[Region labeling entries]

※

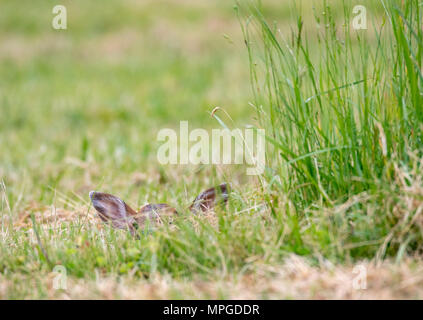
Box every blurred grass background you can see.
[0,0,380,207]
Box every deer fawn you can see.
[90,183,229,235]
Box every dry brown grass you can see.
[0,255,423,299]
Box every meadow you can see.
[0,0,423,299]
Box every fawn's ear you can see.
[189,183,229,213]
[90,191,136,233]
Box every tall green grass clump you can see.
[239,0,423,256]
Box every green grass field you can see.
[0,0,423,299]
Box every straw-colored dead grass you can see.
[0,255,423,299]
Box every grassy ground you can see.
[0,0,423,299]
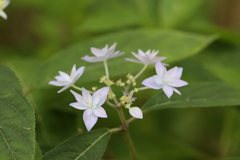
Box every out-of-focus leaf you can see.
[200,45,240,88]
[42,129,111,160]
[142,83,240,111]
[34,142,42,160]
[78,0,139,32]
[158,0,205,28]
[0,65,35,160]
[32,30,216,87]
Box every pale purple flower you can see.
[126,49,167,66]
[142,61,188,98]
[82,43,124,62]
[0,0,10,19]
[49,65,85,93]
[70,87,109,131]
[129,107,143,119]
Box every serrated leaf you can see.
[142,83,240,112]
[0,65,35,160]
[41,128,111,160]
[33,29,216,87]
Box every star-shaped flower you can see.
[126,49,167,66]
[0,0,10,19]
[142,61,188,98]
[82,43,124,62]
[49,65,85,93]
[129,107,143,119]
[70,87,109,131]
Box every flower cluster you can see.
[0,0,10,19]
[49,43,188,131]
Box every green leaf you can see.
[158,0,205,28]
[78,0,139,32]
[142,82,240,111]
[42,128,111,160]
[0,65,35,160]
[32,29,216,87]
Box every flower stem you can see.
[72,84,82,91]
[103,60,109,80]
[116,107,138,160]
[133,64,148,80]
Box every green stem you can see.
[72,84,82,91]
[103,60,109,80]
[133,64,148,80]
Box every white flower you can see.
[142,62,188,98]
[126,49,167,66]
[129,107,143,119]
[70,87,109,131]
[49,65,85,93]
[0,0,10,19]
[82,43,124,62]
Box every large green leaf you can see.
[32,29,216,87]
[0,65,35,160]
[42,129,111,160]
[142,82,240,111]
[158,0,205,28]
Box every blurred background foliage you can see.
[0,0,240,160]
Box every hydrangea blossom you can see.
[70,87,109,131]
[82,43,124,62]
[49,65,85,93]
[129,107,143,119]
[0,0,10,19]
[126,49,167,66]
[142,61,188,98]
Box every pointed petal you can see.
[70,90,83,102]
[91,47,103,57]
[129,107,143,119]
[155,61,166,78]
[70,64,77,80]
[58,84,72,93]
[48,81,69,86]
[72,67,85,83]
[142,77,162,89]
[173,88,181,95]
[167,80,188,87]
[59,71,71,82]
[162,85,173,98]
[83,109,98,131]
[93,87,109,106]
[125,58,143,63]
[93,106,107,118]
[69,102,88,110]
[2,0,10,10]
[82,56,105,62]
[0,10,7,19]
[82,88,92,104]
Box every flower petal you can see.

※

* The request *
Reproduce every entry above verbatim, from the first line to the last, and omit the pictures from your output.

* Result of the task *
Box every blurred grass background you can see.
[0,0,380,207]
Box every deer fawn you can see.
[90,183,229,235]
Box every dry brown grass you can see.
[0,255,423,299]
Box every meadow you can see.
[0,0,423,299]
Box every fawn's ear you can see.
[189,183,229,213]
[90,191,136,233]
Box every tall green grass clump you can see.
[239,0,423,256]
Box every green grass field you can see.
[0,0,423,299]
Box every straw-colored dead grass you can see.
[0,255,423,299]
Box every grassy ground you can see.
[0,0,423,299]
Box every out-of-focus leaf you can see.
[200,45,240,88]
[42,129,111,160]
[142,83,240,111]
[34,142,42,160]
[78,0,139,32]
[158,0,205,28]
[0,65,35,160]
[32,30,216,87]
Box every pale purple flower you can see.
[126,49,167,66]
[142,61,188,98]
[82,43,124,62]
[0,0,10,19]
[49,65,85,93]
[70,87,109,131]
[129,107,143,119]
Box every serrated leaf you can see.
[142,83,240,112]
[0,65,35,160]
[41,128,111,160]
[33,29,216,87]
Box every star-shaped flower you can see.
[126,49,167,66]
[0,0,10,19]
[142,61,188,98]
[82,43,124,62]
[49,65,85,93]
[129,107,143,119]
[70,87,109,131]
Box every flower cluster you can see.
[0,0,10,19]
[49,43,188,131]
Box every green leaf you can see.
[158,0,205,28]
[78,0,139,32]
[142,82,240,111]
[42,128,111,160]
[0,65,35,160]
[32,29,216,87]
Box every flower stem you can see.
[72,84,82,91]
[103,60,109,80]
[116,107,138,160]
[133,64,148,80]
Box every green stem you can see.
[72,84,82,91]
[103,60,109,80]
[133,64,148,80]
Box every white flower you can see.
[142,62,188,98]
[126,49,167,66]
[129,107,143,119]
[70,87,109,131]
[49,65,85,93]
[0,0,10,19]
[82,43,124,62]
Box every large green leaf you can see.
[32,29,216,87]
[0,65,35,160]
[42,129,111,160]
[142,82,240,111]
[158,0,205,28]
Box every blurred background foliage you can see.
[0,0,240,160]
Box every hydrangea blossom you can see.
[70,87,109,131]
[82,43,124,62]
[49,65,85,93]
[129,107,143,119]
[0,0,10,19]
[126,49,167,66]
[142,61,188,98]
Box every pointed petal you can see.
[70,90,83,102]
[91,47,103,57]
[129,107,143,119]
[155,61,166,78]
[70,64,77,80]
[58,84,72,93]
[48,81,69,86]
[72,67,85,83]
[142,77,162,89]
[173,88,181,95]
[167,80,188,87]
[59,71,71,82]
[162,85,173,98]
[83,109,98,131]
[93,87,109,106]
[125,58,143,63]
[93,106,107,118]
[69,102,88,110]
[2,0,10,10]
[82,56,105,62]
[0,10,7,19]
[82,88,92,104]
Box every flower petal you can see.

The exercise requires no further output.